# [MATERIAL PROVIDED]
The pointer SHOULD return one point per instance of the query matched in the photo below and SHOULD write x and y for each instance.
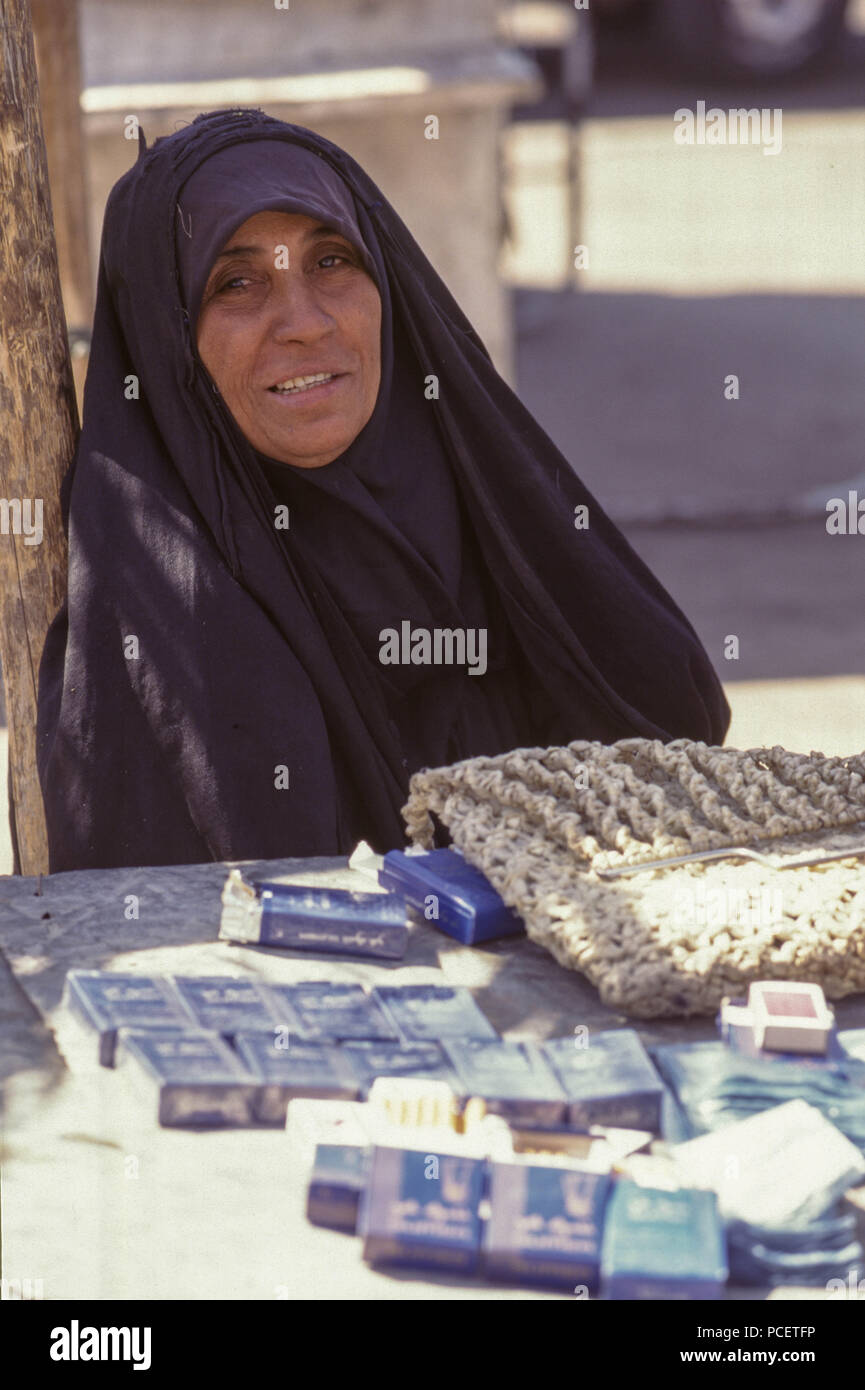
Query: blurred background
(618, 277)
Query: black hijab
(212, 688)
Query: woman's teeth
(295, 384)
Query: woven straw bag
(541, 822)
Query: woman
(314, 540)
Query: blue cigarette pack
(335, 1012)
(327, 920)
(387, 1058)
(337, 1182)
(512, 1077)
(431, 1012)
(106, 1001)
(225, 1004)
(664, 1246)
(609, 1082)
(198, 1079)
(422, 1211)
(545, 1225)
(451, 894)
(310, 1070)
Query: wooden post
(39, 419)
(59, 68)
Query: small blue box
(662, 1246)
(373, 1059)
(609, 1082)
(312, 1070)
(107, 1001)
(333, 920)
(225, 1004)
(335, 1012)
(545, 1226)
(422, 1211)
(198, 1079)
(335, 1186)
(451, 894)
(512, 1077)
(431, 1012)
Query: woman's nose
(298, 313)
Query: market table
(100, 1203)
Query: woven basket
(668, 941)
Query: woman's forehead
(259, 230)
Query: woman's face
(289, 298)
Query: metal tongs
(854, 852)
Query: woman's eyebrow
(253, 250)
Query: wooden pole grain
(38, 419)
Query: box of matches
(198, 1080)
(790, 1016)
(545, 1225)
(102, 1001)
(451, 894)
(662, 1244)
(291, 1070)
(422, 1209)
(338, 1178)
(431, 1012)
(225, 1004)
(736, 1029)
(513, 1079)
(608, 1082)
(335, 1012)
(327, 920)
(387, 1058)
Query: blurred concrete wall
(366, 74)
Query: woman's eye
(232, 282)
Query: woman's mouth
(295, 385)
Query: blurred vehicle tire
(751, 38)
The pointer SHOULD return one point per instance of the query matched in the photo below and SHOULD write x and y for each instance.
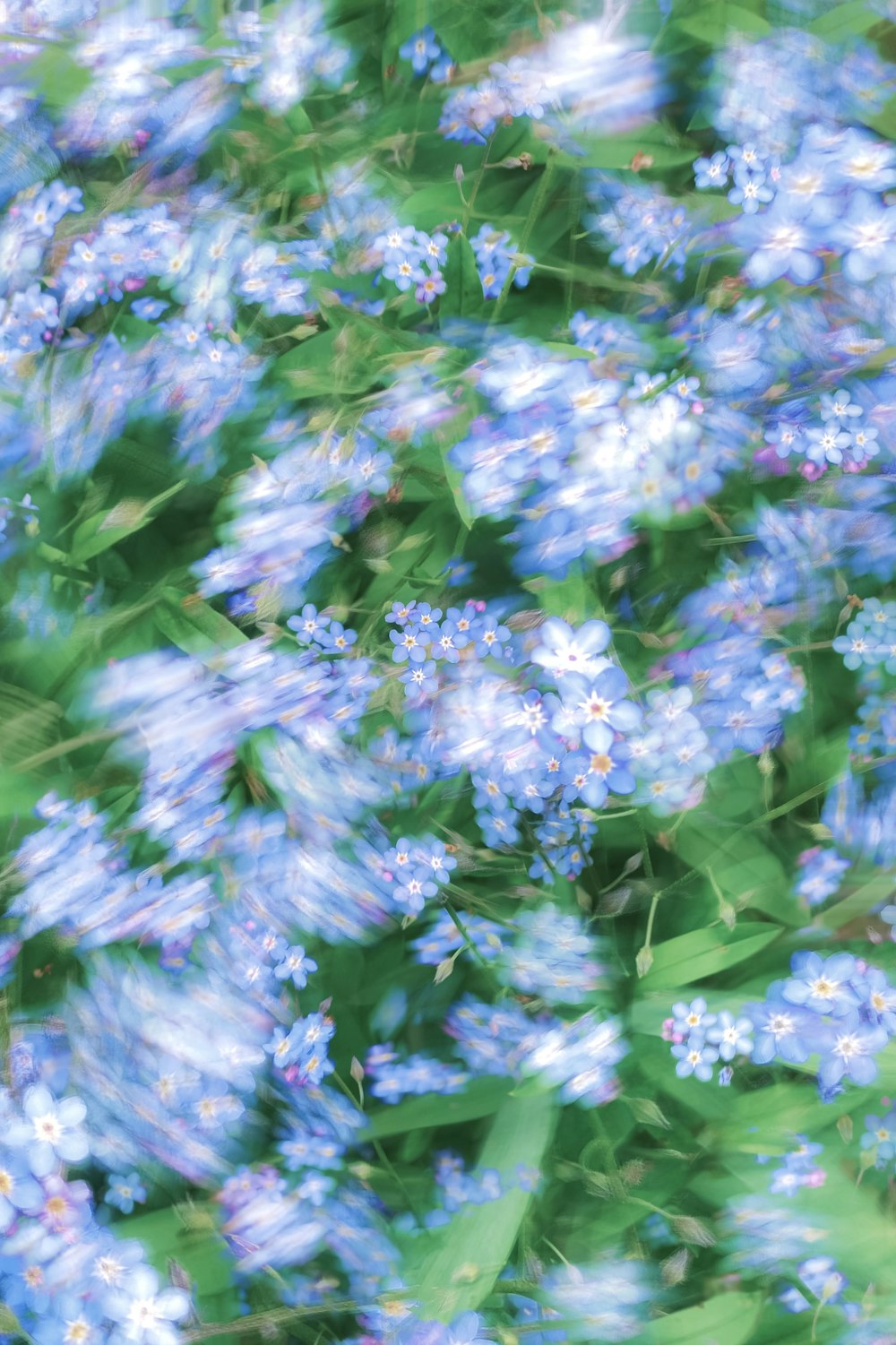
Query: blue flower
(692, 1017)
(51, 1130)
(866, 234)
(421, 50)
(694, 1057)
(782, 1030)
(712, 172)
(295, 964)
(124, 1192)
(731, 1035)
(780, 242)
(848, 1051)
(823, 985)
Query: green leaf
(633, 145)
(456, 1267)
(845, 21)
(704, 953)
(190, 1237)
(724, 1320)
(27, 724)
(712, 23)
(463, 295)
(193, 625)
(108, 528)
(737, 862)
(482, 1098)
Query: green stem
(528, 228)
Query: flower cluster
(836, 1007)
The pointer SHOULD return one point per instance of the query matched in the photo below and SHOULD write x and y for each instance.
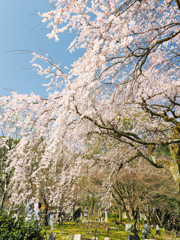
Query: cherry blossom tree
(124, 89)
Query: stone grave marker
(157, 229)
(128, 227)
(136, 237)
(51, 236)
(77, 237)
(130, 237)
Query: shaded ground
(102, 230)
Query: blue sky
(17, 20)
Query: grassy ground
(100, 230)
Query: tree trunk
(45, 213)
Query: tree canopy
(124, 89)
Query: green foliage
(13, 228)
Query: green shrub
(13, 228)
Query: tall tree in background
(124, 88)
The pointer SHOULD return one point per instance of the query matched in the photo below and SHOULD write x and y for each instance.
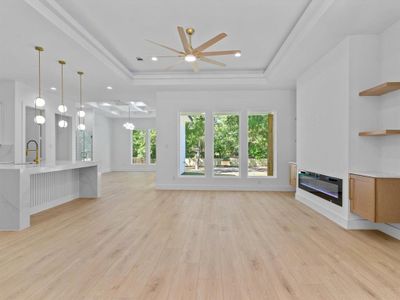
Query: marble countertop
(48, 167)
(375, 174)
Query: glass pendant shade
(39, 119)
(63, 124)
(129, 126)
(39, 102)
(81, 126)
(62, 108)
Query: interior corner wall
(170, 104)
(102, 141)
(390, 103)
(122, 148)
(323, 123)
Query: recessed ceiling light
(140, 103)
(190, 58)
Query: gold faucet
(37, 159)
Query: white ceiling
(103, 38)
(257, 27)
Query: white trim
(353, 224)
(205, 187)
(331, 215)
(54, 203)
(307, 21)
(224, 113)
(60, 18)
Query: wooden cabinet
(374, 198)
(293, 174)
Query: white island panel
(28, 189)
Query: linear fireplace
(326, 187)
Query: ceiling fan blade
(217, 53)
(211, 61)
(166, 47)
(174, 65)
(211, 42)
(184, 40)
(195, 66)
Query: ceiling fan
(192, 55)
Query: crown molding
(54, 13)
(314, 11)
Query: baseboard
(202, 187)
(353, 224)
(333, 216)
(54, 203)
(131, 170)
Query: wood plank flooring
(138, 243)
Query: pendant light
(62, 108)
(129, 125)
(39, 101)
(81, 112)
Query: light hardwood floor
(139, 243)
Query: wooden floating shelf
(381, 89)
(380, 132)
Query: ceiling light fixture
(39, 101)
(81, 112)
(129, 125)
(140, 104)
(190, 58)
(62, 108)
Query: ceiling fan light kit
(192, 55)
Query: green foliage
(153, 145)
(194, 131)
(258, 136)
(226, 136)
(139, 143)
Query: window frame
(275, 143)
(146, 145)
(237, 113)
(179, 143)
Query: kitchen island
(26, 189)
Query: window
(192, 145)
(226, 145)
(260, 145)
(138, 147)
(153, 146)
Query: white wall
(121, 144)
(7, 126)
(357, 63)
(64, 139)
(323, 123)
(102, 141)
(15, 97)
(390, 104)
(170, 104)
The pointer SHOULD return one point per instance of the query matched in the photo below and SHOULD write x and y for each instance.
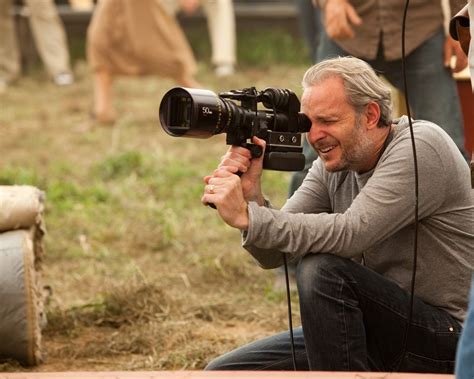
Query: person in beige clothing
(49, 35)
(135, 38)
(220, 17)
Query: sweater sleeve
(384, 206)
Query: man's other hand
(339, 16)
(223, 189)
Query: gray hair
(361, 83)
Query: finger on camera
(222, 172)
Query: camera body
(200, 113)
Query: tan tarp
(21, 207)
(21, 301)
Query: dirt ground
(140, 275)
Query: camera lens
(193, 113)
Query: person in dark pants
(351, 225)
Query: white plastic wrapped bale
(21, 305)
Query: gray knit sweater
(372, 216)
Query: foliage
(142, 276)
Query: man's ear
(372, 113)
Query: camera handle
(256, 152)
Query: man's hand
(339, 16)
(189, 6)
(452, 48)
(223, 189)
(231, 193)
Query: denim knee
(313, 267)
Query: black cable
(290, 319)
(415, 162)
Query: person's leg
(465, 353)
(9, 53)
(271, 353)
(310, 25)
(432, 91)
(221, 24)
(50, 38)
(354, 320)
(103, 106)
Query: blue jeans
(353, 319)
(465, 353)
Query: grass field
(143, 277)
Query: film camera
(200, 113)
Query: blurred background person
(49, 36)
(373, 33)
(220, 17)
(128, 37)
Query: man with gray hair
(351, 225)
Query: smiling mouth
(327, 149)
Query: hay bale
(21, 302)
(20, 207)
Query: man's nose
(315, 133)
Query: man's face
(338, 133)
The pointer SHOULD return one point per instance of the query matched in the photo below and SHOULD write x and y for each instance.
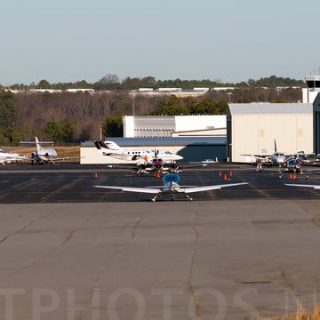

# [WHAT NEEDS TO BE DONE]
Extract every line in the data above that contains the word "camera". Letter case matters.

# [FINAL ANSWER]
Query: finger on camera
Query: camera body
Query: camera lens
Query: camera handle
Query: film camera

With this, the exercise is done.